▸ Kutipan Halaman:
- - - - - - -

Lembaga-lembaga pendidikan sangat dominan pengaruhnya dalam membentuk
pola kehidupan dan pola budaya umat Islam. berbagai ilmu pengetahuan
yang berkembang melalui lembaga pendidikan itu menghasilkan pembentukan
dan pengembangan berbagai macam aspek budaya umat Islam.
Pada masa
kejayaan ini, pendidikan Islam merupakan jawaban terhadap tantangan
perkembangan dan kemajuan kebudayaan Islam. kebudayaan Islam telah
berkembang dengan cepat sehingga mengungguli dan bahkan menjadi puncak
budaya umat manusia pada masa itu.
Dalam
perkembangan kebudayaan Islam, ada dua faktor yang mempengaruhi yaitu
faktor intern atau pembawaan dari ajaran Islam itu sendiri dan faktor
ekstern yaitu berupa tantangan dan rangsangan dari luar.1
Pendidikan
Islam mencapai puncak kejayaan pada masa dinasti Abbasiyah, yaitu pada
masa pemerintahan Harun al Rasyid (170-193 H). Karena beliau adalah ahli
ilmu pengetahuan dan mempunyai kecerdasan serta didukung negara dalam
kondisi aman, tenang dan dalam masa pembangunan sehingga dunia Islam
pada saat itu diwarnai dengan perkembangan ilmu pengetahuan.2
Tujuan pendidikan pada masa Abbasiyah yaitu3;
-
Tujuan Keagamaan dan Ahlak
Anak
didik diajarkan membaca dan menghafal al Qur`an karena hal itu
merupakan suatu kewajiban dalam agama agar mereka mengikuti ajaran agama
dan berahlak menurut agama.
-
Tujuan Kemasyarakatan
Pemuda-pemuda
yang belajar dan menuntut ilmu agar mereka dapat mengubah dan
memperbaiki masyarakat menjadi masyarakat yang bersinar ilmu
pengetahuan.
-
Cinta akan Ilmu Pengetahuan
Belajar demi memperdalam ilmu pengetahuan.
-
Tujuan Kebendaan
Menuntut ilmu supaya mendapat penghidupan yang layak, pangkat yang tinggi, bahkan kekuasaan dan kemegahan di dunia ini.
A. Kurikulum
Menurut
Ahmad Tafsir, kurikulum adalah sejumlah mata pelajaran yang harus
ditempuh atau dipelajari oleh siswa. Pada masa kejayaan Islam, mata
pelajaran bagi kurikulum sekolah tingkat rendah adalah al Qur`an, agama,
membaca, menulis, dan syair. Di istana-istana biasanya ditegaskan
pentingnya pengajaran khittabah, ilmu sejarah, cerita perang, cara-cara
pergaulan, ilmu-ilmu pokok seperti al Qur`an, syair dan fiqh.

- - - - - - -

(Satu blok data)
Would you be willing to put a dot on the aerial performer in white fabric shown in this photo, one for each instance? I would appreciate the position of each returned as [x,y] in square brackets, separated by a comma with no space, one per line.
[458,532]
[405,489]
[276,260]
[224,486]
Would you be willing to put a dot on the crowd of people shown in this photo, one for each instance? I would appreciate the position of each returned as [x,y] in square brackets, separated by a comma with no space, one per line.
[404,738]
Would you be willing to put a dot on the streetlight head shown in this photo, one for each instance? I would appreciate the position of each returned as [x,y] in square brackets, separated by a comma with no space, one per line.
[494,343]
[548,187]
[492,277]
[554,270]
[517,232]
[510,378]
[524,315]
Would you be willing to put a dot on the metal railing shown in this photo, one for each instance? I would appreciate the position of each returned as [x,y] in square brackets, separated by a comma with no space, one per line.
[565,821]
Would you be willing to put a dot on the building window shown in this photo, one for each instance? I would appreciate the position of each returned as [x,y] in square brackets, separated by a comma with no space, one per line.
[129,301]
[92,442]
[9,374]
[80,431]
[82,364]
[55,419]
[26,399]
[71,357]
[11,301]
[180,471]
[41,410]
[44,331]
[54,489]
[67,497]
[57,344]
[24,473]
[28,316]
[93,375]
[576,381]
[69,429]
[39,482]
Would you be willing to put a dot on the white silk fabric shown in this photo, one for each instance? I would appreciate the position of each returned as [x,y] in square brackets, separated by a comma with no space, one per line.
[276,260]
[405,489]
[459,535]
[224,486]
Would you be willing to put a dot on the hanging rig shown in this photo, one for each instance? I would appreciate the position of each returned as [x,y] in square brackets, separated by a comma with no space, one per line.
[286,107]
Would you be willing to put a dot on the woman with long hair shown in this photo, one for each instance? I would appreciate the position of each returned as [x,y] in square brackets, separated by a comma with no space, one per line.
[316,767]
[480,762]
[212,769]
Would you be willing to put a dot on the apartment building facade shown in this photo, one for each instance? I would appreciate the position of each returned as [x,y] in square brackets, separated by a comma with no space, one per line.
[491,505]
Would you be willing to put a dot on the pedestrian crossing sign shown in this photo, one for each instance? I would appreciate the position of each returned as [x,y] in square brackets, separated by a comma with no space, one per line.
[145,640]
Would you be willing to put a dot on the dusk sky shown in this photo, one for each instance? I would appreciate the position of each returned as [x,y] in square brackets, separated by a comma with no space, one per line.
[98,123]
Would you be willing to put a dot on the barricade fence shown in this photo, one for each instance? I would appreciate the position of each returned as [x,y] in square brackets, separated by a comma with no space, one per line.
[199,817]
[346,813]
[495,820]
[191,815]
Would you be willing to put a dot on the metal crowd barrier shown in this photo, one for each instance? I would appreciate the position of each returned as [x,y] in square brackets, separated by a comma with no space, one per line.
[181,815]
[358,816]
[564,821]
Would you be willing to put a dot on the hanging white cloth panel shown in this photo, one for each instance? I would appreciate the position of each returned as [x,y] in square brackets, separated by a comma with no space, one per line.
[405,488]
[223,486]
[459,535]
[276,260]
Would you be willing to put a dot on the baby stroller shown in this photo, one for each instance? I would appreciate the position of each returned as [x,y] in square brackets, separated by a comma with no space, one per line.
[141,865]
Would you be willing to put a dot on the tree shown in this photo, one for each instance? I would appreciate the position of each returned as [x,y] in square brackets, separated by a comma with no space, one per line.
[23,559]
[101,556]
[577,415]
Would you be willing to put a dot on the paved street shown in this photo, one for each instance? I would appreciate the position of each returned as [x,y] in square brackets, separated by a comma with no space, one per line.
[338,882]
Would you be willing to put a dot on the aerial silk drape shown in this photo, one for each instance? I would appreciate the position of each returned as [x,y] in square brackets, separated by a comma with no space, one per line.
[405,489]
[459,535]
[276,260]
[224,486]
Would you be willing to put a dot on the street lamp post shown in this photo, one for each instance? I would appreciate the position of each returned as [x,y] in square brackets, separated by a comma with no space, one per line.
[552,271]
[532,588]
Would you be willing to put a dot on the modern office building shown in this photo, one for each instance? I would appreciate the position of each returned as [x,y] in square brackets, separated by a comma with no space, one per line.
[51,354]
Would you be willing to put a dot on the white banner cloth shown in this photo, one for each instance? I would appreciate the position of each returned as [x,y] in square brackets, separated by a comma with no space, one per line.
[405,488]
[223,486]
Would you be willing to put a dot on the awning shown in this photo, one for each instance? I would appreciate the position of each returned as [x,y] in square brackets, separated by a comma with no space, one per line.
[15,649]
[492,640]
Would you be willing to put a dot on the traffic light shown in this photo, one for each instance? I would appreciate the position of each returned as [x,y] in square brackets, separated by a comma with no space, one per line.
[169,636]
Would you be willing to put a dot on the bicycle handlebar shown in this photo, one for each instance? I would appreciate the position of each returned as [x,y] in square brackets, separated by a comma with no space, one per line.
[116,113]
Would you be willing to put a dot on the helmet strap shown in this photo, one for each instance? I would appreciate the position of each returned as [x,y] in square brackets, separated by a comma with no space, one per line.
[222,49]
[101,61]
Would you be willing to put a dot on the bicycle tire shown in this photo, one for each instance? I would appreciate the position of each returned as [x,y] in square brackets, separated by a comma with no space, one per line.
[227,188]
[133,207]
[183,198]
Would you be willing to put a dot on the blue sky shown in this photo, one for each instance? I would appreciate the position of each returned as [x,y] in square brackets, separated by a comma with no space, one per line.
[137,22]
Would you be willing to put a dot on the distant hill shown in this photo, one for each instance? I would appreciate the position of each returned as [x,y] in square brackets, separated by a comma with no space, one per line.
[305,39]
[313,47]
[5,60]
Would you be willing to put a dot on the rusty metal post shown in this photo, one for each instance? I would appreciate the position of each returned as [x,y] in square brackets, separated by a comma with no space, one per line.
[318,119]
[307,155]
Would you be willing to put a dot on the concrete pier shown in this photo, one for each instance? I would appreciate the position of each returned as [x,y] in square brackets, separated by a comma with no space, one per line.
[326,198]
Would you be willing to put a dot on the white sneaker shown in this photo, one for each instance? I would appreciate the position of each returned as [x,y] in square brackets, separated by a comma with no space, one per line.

- - - - - - -

Salin bagian kutipan tentang pendidikan Islam masa Abbasiyah, mulai dari "Lembaga-lembaga pendidikan sangat" sampai "pada masa itu.". Butir-butir data itu tidak diperlukan.

▸ Hasil Tugas:
Lembaga-lembaga pendidikan sangat dominan pengaruhnya dalam membentuk
pola kehidupan dan pola budaya umat Islam. berbagai ilmu pengetahuan
yang berkembang melalui lembaga pendidikan itu menghasilkan pembentukan
dan pengembangan berbagai macam aspek budaya umat Islam.
Pada masa
kejayaan ini, pendidikan Islam merupakan jawaban terhadap tantangan
perkembangan dan kemajuan kebudayaan Islam. kebudayaan Islam telah
berkembang dengan cepat sehingga mengungguli dan bahkan menjadi puncak
budaya umat manusia pada masa itu.